*** Opening Source material ***

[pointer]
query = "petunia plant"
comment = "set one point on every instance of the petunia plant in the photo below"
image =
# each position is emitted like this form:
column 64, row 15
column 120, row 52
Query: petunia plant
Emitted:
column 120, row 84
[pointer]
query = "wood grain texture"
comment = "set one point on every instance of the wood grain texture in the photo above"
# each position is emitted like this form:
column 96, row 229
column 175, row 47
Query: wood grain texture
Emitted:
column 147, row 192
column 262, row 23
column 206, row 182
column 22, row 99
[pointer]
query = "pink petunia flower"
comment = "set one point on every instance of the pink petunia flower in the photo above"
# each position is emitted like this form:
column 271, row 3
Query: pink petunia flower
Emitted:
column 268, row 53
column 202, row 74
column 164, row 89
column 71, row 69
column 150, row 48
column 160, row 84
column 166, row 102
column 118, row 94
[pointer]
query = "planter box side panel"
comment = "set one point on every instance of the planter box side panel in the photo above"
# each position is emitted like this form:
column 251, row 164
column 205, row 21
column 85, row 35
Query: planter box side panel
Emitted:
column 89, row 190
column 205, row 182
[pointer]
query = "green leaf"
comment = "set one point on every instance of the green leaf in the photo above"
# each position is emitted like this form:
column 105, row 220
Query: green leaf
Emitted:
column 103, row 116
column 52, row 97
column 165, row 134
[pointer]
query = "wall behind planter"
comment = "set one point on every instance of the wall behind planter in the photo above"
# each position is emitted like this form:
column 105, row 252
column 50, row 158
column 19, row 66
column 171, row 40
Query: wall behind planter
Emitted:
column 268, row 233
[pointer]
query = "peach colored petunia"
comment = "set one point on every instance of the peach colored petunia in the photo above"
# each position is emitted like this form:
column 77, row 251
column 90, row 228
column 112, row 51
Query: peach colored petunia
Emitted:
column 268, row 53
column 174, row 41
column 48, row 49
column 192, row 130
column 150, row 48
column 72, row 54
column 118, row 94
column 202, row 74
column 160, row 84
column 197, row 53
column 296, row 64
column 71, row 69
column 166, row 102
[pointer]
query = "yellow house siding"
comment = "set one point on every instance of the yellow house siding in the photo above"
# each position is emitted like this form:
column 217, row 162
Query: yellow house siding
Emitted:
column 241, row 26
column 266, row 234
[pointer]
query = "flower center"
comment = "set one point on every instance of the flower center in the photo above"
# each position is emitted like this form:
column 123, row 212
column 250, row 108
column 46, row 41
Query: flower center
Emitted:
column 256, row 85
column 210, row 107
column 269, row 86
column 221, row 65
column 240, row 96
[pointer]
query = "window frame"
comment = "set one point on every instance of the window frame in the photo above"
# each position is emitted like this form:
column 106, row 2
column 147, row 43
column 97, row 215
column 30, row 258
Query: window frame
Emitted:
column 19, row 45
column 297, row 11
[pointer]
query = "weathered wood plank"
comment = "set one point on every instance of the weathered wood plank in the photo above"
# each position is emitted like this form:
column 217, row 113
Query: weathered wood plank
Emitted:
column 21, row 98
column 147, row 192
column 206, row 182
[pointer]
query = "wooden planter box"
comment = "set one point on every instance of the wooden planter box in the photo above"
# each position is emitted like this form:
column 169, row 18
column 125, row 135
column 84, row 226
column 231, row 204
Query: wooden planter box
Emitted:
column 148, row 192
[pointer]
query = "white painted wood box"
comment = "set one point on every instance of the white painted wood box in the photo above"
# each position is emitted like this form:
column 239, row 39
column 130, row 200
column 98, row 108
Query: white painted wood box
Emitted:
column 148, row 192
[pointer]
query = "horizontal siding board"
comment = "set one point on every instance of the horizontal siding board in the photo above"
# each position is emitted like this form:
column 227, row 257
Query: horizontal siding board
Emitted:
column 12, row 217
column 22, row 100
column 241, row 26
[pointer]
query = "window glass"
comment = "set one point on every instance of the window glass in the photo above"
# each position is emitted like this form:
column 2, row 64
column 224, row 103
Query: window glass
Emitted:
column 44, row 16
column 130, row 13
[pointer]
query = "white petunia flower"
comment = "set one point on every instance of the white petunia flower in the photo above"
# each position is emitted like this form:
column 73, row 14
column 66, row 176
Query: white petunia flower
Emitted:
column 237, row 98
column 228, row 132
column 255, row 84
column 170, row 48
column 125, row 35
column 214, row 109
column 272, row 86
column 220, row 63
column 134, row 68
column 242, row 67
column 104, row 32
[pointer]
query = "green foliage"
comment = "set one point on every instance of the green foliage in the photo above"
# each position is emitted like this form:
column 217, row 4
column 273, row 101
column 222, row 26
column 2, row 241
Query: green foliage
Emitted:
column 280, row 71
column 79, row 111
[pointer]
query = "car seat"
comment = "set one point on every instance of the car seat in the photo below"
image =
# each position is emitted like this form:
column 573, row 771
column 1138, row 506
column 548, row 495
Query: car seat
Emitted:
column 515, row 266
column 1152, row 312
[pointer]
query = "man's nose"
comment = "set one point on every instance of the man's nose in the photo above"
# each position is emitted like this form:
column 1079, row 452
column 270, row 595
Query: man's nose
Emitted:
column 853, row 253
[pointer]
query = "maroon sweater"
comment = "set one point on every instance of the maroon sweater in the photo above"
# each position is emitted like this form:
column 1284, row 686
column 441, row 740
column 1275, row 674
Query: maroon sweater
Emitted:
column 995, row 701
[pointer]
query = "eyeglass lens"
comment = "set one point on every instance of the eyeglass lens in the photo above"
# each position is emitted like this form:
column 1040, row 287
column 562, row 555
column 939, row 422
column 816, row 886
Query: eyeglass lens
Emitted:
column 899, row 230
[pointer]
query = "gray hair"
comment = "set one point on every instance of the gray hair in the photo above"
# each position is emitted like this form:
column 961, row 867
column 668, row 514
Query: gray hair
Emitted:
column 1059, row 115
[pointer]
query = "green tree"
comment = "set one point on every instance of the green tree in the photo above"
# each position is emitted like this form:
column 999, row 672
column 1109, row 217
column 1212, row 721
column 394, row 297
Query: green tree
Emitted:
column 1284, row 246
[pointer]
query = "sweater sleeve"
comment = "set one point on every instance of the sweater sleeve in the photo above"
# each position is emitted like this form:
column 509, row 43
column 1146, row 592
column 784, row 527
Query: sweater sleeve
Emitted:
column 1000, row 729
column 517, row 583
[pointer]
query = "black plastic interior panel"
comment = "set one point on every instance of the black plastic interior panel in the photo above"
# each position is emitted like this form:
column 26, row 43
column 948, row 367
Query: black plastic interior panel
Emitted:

*** Closing Source material ***

### What you need to do
Reply with nothing but a number: how many lines of the entries above contain the string "tree"?

### Written solution
3